▶ To do
Extract each line in the records that contains the word "segment", and copy those lines unchanged.

[START OF Given entries]

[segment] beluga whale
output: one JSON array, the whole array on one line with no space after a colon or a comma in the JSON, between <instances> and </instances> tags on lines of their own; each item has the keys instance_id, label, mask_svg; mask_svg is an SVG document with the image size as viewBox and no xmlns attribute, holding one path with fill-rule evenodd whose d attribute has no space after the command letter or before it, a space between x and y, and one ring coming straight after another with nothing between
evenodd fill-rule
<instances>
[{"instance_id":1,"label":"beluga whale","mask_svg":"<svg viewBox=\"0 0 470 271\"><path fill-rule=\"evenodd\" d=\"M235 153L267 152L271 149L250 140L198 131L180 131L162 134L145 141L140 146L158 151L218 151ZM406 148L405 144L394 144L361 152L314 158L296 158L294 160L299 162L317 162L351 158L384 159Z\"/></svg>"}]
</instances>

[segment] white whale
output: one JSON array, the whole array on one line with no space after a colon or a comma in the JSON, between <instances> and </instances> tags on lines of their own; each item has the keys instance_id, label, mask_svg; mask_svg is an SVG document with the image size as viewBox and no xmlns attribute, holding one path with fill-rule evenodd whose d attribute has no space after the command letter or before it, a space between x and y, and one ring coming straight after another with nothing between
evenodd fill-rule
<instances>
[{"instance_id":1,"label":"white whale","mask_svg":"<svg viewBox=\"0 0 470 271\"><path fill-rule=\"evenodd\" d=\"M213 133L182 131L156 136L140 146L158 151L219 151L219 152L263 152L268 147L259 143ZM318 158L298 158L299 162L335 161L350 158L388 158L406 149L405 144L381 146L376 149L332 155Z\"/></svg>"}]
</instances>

[END OF Given entries]

▶ Expected output
[segment] beluga whale
[segment] white whale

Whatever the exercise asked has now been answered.